- Material provided
-- Opening Marker --
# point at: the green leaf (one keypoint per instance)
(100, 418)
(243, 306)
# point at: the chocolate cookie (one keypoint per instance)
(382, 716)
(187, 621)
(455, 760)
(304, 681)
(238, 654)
-- Closing Marker --
- What the task requires
Could you output each line above exactly as it was given?

- Result of this task
# point at: the green leaf (one keypoint per instance)
(100, 418)
(243, 306)
# point at: the chocolate cookie (one keypoint per instance)
(382, 716)
(187, 621)
(455, 760)
(304, 681)
(238, 654)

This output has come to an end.